[BEGIN]

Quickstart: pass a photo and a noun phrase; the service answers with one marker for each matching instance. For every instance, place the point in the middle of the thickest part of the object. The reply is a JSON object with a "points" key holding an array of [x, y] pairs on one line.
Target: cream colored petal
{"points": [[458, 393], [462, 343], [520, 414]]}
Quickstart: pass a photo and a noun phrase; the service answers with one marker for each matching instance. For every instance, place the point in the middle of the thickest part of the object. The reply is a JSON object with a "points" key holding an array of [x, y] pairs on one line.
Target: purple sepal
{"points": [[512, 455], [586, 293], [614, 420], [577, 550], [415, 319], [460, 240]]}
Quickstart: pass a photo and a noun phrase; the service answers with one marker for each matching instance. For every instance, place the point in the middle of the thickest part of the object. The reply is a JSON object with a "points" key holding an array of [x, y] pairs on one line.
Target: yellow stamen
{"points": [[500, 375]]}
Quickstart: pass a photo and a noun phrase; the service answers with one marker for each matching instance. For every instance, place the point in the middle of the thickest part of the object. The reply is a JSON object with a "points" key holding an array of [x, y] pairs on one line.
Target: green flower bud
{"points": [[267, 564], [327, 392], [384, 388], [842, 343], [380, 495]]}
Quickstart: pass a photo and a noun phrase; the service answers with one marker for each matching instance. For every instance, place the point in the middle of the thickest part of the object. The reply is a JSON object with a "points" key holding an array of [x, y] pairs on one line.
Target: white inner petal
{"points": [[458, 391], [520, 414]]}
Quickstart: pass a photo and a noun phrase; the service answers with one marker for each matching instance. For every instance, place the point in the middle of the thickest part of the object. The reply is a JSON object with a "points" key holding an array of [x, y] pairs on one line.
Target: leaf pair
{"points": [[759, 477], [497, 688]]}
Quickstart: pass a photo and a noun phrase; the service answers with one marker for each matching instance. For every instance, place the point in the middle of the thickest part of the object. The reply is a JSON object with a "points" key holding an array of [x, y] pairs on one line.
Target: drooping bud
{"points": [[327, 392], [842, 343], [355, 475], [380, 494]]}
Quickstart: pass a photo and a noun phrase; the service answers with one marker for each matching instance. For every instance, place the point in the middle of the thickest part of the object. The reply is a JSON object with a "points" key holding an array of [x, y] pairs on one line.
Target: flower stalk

[END]

**The task:** Locate each line in the records above that contains the word "flower", and copy those lines.

**Answer to this problem:**
Target: green flower bud
Target: flower stalk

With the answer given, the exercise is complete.